Turn each line of the entries below into a JSON array of strings, one string per line, and skip any blank lines.

------ AVAILABLE RECORDS

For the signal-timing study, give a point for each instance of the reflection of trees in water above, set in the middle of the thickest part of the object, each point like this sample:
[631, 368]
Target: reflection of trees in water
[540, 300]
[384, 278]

------------

*SOLUTION FOR THIS PROBLEM*.
[
  "For the signal-timing study, give a point for each instance of the reflection of trees in water above, set in the middle of the thickest part of the object, each point like this sample:",
  "[631, 368]",
  "Target: reflection of trees in water",
  "[540, 300]",
  "[384, 278]"
]